(Entries on locating named things)
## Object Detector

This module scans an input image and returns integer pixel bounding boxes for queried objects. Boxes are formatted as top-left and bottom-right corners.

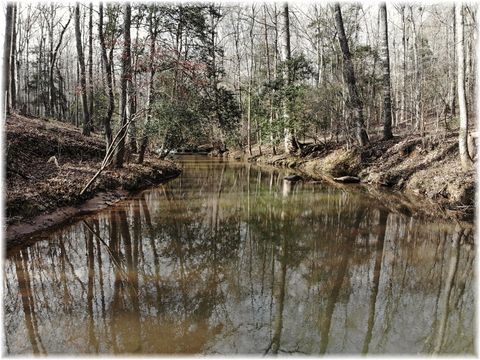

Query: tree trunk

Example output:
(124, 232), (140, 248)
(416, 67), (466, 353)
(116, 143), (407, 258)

(282, 3), (297, 155)
(455, 4), (472, 170)
(334, 3), (369, 146)
(48, 16), (72, 119)
(380, 3), (393, 140)
(98, 3), (115, 148)
(10, 3), (18, 111)
(88, 3), (93, 131)
(115, 4), (132, 168)
(247, 5), (255, 156)
(3, 3), (13, 114)
(75, 3), (90, 136)
(450, 4), (458, 117)
(138, 7), (157, 164)
(400, 5), (407, 123)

TASK TO COMPLETE: Swap "Example output" for "Sample output" in every one of the items above and write them out again, changing nothing else. Leave the pictures out.

FINAL RESULT:
## Object Detector

This module scans an input image and returns integer pixel bounding boxes for queried objects. Boxes are formatted as top-left and bottom-right corners.


Query: tree trunk

Sample output:
(124, 232), (140, 248)
(416, 67), (466, 353)
(116, 143), (407, 258)

(282, 3), (297, 155)
(455, 4), (472, 170)
(334, 3), (369, 146)
(48, 16), (72, 119)
(380, 3), (393, 140)
(98, 3), (115, 148)
(10, 3), (18, 111)
(88, 3), (93, 131)
(115, 4), (132, 168)
(247, 5), (255, 156)
(3, 3), (13, 114)
(75, 3), (90, 136)
(450, 4), (458, 117)
(138, 7), (157, 164)
(400, 5), (407, 123)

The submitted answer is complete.